(Image-backed grounding data)
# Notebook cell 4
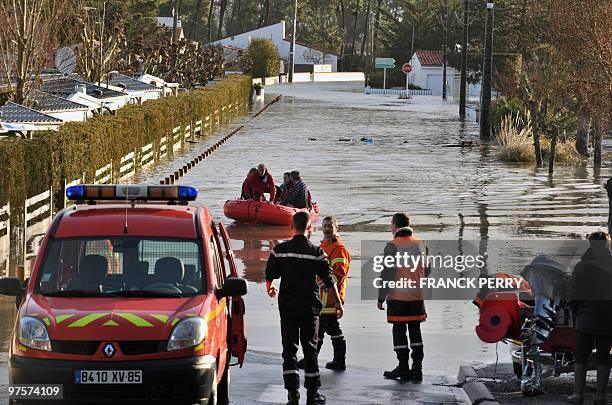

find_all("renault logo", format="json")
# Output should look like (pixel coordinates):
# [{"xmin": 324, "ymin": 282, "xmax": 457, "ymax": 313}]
[{"xmin": 103, "ymin": 343, "xmax": 115, "ymax": 358}]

> **Activity**
Pictures aside, repeat every line of the data above exactly.

> **Answer box**
# Notebook cell 4

find_all("renault logo", format="json")
# Output should look like (pixel coordinates):
# [{"xmin": 324, "ymin": 282, "xmax": 457, "ymax": 313}]
[{"xmin": 103, "ymin": 343, "xmax": 115, "ymax": 358}]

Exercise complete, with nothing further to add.